*阅读摘录*:
----------------

1、LeetCode24 两两交换链表中的节点
题目链接:24、两两交换链表中的节点
要想清楚终止条件,cur每次指向要交换的两个节点的前一个节点,cur = cur->next->next;
若链表元素个数为偶数 , 则最后时刻 cur->next = NULL;
若链表元素个数为奇数,则最后时刻 cur->next->next = NULL;
最后要返回 dummyHead->next, 因为交换节点后 head 为 “2”,不是原来的 “1”。
class Solution {
public:
ListNode* swapPairs(ListNode* head) {
ListNode * dummyHead = new ListNode(0);
dummyHead->next = head;
ListNode * cur = dummyHead;
while(cur->next!=NULL && cur->next->next!=NULL)
{
ListNode * temp = cur->next;
ListNode * temp1 = cur->next->next->next;
cur->next = cur->next->next;
cur->next->next = temp;
cur->next->next->next = temp1;
cur = cur->next->next;
}
return dummyHead->next;
}
};
2、LeetCode19 删除链表的倒数第N个节点
题目链接:19、删除链表的倒数第N个节点
用快慢指针,快指针先向后移动N+1个节点,然后当快指针不为NULL时,快慢指针一起向后移动,快指针为NULL时,慢指针刚好移动到 倒数第N个节点的前一个节点。

----------------

*待完成任务*:
A. 在上面的链表题解中,两两交换节点时,若链表元素个数为奇数,最后时刻满足什么条件?
B. 请从最后一句之后续写上面的链表题解。

*数据集记录*:
----------------

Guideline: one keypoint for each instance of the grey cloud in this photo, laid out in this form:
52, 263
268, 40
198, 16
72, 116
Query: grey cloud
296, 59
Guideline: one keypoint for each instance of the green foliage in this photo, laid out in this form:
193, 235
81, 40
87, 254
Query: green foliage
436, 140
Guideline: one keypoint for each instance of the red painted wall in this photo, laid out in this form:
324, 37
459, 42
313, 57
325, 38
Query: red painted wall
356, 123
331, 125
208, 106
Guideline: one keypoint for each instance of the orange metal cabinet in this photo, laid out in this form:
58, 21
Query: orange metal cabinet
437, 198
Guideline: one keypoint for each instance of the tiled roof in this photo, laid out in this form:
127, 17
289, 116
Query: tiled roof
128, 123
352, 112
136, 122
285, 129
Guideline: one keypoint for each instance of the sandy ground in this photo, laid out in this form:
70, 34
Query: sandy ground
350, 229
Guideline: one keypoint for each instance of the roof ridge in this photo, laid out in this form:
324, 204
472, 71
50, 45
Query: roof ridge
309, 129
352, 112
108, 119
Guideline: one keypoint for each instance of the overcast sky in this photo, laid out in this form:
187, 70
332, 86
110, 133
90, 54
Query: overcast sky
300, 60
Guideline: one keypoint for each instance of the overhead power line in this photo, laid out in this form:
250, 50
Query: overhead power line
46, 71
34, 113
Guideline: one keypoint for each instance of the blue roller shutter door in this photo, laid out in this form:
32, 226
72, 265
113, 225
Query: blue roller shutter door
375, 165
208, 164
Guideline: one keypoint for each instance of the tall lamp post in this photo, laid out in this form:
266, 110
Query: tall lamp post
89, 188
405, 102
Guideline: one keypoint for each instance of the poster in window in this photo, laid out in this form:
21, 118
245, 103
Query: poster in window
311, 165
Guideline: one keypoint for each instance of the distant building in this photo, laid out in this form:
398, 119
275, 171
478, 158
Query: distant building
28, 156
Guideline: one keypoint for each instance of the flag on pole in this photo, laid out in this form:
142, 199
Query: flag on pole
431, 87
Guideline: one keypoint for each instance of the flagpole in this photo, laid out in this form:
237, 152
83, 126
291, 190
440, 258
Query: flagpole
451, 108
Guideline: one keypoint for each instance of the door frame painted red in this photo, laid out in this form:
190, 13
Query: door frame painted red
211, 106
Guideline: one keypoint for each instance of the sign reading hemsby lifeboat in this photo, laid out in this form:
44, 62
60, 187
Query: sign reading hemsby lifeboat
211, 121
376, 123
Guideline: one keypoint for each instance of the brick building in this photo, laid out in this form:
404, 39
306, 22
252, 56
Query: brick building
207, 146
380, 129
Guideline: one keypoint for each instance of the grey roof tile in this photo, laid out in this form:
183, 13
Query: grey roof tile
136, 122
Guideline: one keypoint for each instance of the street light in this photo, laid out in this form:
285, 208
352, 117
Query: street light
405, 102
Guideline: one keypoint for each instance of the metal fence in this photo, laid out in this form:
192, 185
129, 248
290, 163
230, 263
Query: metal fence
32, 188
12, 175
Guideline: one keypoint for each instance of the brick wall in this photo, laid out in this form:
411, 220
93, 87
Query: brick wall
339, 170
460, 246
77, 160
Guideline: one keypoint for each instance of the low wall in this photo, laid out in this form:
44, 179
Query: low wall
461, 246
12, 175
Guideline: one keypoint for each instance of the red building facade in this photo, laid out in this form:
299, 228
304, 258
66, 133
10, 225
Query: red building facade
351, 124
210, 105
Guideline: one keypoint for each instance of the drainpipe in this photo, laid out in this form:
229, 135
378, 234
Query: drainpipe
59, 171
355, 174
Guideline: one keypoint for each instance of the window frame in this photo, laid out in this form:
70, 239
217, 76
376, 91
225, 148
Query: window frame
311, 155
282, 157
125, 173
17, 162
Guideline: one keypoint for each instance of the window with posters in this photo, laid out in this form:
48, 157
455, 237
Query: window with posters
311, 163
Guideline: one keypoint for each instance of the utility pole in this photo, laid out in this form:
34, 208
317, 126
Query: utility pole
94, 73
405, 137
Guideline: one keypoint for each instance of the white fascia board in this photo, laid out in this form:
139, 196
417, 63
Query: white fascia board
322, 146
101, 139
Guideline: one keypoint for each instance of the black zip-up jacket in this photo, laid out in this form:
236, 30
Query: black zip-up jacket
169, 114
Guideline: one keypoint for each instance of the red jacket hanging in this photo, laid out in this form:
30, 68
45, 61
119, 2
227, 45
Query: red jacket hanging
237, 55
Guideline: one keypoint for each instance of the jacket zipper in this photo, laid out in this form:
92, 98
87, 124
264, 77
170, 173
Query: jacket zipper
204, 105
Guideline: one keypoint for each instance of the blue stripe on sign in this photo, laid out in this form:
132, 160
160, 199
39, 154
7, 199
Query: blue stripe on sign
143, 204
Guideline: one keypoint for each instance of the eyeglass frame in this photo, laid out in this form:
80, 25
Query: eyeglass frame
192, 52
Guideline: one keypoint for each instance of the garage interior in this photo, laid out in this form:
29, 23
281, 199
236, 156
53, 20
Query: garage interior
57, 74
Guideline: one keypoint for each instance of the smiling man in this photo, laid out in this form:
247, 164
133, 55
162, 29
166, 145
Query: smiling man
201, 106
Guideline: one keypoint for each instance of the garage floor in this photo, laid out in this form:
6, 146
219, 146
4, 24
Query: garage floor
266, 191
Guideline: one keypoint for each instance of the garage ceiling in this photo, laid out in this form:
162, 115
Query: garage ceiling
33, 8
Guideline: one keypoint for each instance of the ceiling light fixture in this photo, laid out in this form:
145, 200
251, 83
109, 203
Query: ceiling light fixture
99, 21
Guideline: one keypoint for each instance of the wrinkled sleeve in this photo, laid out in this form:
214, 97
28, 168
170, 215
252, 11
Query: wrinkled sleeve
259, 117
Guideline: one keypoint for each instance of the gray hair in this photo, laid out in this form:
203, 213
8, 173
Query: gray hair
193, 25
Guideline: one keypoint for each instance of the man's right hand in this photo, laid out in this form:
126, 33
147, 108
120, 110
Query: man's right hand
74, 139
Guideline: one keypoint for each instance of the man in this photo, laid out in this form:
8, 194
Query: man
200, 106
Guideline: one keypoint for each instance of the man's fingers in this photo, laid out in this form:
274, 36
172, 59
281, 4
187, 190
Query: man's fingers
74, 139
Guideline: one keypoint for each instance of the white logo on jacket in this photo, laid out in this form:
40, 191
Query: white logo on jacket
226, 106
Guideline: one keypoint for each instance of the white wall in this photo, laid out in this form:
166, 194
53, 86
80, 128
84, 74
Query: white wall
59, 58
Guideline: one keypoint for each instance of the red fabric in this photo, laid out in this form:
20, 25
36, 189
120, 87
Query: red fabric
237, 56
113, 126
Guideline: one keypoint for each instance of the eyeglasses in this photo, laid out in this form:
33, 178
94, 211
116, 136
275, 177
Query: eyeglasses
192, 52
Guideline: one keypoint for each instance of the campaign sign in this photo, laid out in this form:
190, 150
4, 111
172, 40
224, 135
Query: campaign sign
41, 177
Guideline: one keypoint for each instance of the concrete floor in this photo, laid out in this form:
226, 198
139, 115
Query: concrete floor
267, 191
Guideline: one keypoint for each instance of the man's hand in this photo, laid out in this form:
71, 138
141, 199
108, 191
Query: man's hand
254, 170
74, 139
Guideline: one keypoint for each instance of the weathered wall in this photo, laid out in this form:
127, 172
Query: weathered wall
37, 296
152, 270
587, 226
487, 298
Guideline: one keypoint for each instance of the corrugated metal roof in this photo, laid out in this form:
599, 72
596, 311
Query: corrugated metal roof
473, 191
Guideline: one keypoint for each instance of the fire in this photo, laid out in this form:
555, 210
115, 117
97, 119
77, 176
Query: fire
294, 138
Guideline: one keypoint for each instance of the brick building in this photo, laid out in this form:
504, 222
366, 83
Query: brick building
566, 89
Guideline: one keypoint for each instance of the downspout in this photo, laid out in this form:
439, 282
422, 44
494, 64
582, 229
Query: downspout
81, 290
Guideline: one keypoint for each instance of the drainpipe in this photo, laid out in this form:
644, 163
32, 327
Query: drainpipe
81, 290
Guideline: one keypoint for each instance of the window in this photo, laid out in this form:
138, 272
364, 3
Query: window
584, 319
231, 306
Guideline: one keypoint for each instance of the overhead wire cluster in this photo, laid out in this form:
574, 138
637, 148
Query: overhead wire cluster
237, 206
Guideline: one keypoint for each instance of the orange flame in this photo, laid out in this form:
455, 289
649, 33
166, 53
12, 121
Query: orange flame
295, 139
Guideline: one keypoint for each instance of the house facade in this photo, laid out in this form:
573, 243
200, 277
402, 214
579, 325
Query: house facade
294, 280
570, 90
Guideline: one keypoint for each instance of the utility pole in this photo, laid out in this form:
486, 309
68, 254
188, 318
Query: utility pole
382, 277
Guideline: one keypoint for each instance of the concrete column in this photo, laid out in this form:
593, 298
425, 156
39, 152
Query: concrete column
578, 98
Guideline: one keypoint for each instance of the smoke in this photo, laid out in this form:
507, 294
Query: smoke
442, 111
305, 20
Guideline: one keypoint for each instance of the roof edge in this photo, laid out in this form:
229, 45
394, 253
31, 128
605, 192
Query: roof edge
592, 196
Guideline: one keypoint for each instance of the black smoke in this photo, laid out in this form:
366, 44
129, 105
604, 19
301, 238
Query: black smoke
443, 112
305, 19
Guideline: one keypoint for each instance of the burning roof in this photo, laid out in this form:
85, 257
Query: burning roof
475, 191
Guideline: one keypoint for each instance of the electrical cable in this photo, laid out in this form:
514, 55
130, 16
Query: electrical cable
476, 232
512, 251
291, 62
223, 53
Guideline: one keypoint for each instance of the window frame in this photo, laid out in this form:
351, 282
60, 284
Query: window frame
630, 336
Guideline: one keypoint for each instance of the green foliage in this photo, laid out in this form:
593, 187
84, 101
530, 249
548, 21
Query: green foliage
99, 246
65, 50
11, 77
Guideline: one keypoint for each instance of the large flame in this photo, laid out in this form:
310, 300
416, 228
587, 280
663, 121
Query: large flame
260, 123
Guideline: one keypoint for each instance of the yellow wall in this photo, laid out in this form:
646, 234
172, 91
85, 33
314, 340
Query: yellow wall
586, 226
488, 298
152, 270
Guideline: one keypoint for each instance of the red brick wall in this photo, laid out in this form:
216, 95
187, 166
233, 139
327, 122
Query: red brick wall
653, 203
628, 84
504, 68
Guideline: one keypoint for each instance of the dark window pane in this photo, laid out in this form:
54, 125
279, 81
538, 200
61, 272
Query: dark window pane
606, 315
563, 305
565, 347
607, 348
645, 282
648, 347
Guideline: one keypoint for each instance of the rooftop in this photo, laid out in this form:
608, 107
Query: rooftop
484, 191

----------------

*参考答案*:
A. cur->next->next = NULL。

B.
class Solution {
public:
ListNode* removeNthFromEnd(ListNode* head, int n) {
ListNode * dummyHead = new ListNode(0);
dummyHead->next = head;
ListNode * fast = dummyHead;
ListNode * slow = dummyHead;
n++;
while(n-- && fast!=NULL)
{
fast = fast->next;
}
while(fast!=NULL)
{
fast = fast->next;
slow = slow->next;
}
ListNode * temp = slow->next;
slow->next = slow->next->next;
delete temp;
return dummyHead->next;
}
};
3、LeetCode160 链表相交
题目链接:160 链表相交
class Solution {
public:
ListNode *getIntersectionNode(ListNode *headA, ListNode *headB) {
ListNode * cura = headA;
ListNode * curb = headB;
int lenA = 0;
int lenB = 0;
while(cura)
{
lenA++;
cura = cura->next;
}
while(curb)
{
lenB++;
curb = curb->next;
}
cura = headA;
curb = headB;
// 让curA为最长链表的头,lenA为其长度
if (lenB > lenA)
{
swap(lenA,lenB);
swap(cura,curb);
}
//求长度差
int gap = lenA - lenB;
while (gap--)
{
cura = cura->next;
}
while(cura)
{
if (cura == curb)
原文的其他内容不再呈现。